PROBLEM >> Copy the amplifier discussion between "Also agree with" and "is very important.", inclusive, swapping "thump" for "pop" at each occurrence.

PROVIDED TEXT >>
● ● ●
I looked at the ZV8 and the De-Lite articles again and noticed that in a similar setup, the SS DM Jfet trounces the LU. That is based soley on measurements and not actual listening. Seems I need to send you another PM. I have yet been able to see the connection to the Nemesis article other than a confirmation of similar results with the R085. There is the implication that a higher voltage->higher bias leads to better results.
No, probably not. You would not have enough of a load on the transistor. Gain and distortion would suffer.
Yes, the Nemisis is a reference point for an amp that works, we should be able to determine a few points. Mainly there is a a certain amount of voltage and current going through it that works, at least with a trafo on output.
Also agree with the higher voltage and bias - The F3 also benefits from a higher voltage than normal FW PS.
Just have to find time to gut various parts of my F3. Pulling the cascode IRF out will be latter step I think, messing with bias and source resistance first, and tweaking or removal of feedback. As Nelson has noted, and I can say, there have been many people interested in modding there F1 and F2, and can imagine people might want to play with their F3's. A more popular amp I think.
The De-Lite and ArchNemesis don't have a clear path to a good slow start power supply, and I consider that a limitation. For me, no turn on thump is very important.
Of course, I am also wondering if Nelson will pull this part out of the bag as an option for an F6.
I ordered extra for my F3 if you need anything. Let me know. If the R085 is indeed more linear with less distortion, then developing a higher power F3 along the lines of what Vladmirk did seems interesting. Might be able to add the BA-1 buffer to the tail end without causing too much change in the sound. I hope to start on the standard F3 this week.
Well, I think that might increase the load on the transistor improving gain but effectively throwing away the benifit into the resistor.
● ● ●
DATASET EXCERPT >>
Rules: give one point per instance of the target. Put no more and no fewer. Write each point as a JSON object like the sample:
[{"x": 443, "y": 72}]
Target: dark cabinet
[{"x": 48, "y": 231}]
● ● ●
RESPONSE TO THIS TASK >>
Also agree with the higher voltage and bias - The F3 also benefits from a higher voltage than normal FW PS.
Just have to find time to gut various parts of my F3. Pulling the cascode IRF out will be latter step I think, messing with bias and source resistance first, and tweaking or removal of feedback. As Nelson has noted, and I can say, there have been many people interested in modding there F1 and F2, and can imagine people might want to play with their F3's. A more popular amp I think.
The De-Lite and ArchNemesis don't have a clear path to a good slow start power supply, and I consider that a limitation. For me, no turn on pop is very important.